Work required = State how many lines below hold the word "woman". Give that number and no other text.

Data items:
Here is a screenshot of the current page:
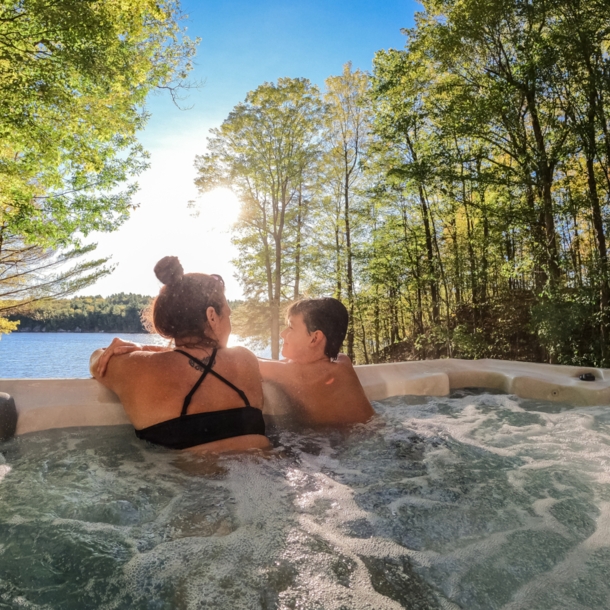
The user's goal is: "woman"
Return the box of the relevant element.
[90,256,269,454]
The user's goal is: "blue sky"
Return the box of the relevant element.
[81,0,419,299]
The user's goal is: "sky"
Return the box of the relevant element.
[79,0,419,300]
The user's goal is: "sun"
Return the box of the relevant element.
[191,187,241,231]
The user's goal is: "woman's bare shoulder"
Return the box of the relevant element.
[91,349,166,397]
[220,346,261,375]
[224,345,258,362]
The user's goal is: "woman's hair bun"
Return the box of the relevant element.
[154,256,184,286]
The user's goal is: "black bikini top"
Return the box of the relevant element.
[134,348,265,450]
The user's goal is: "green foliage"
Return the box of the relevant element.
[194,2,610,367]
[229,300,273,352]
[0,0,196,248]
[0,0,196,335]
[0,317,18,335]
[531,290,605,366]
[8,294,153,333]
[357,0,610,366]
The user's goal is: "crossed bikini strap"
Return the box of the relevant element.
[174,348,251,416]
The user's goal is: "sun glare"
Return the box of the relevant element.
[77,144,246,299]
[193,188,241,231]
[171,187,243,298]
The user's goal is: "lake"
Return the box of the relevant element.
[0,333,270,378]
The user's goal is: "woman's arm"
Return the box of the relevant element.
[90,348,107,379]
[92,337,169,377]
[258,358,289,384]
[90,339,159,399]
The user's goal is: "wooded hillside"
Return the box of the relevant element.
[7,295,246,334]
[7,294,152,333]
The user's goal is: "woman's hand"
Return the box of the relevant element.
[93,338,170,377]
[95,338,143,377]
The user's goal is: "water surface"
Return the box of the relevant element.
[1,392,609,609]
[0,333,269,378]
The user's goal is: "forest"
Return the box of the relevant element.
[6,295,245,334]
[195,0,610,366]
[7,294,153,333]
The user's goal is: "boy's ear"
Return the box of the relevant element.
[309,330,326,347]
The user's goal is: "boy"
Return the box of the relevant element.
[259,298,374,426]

Result of this task = 5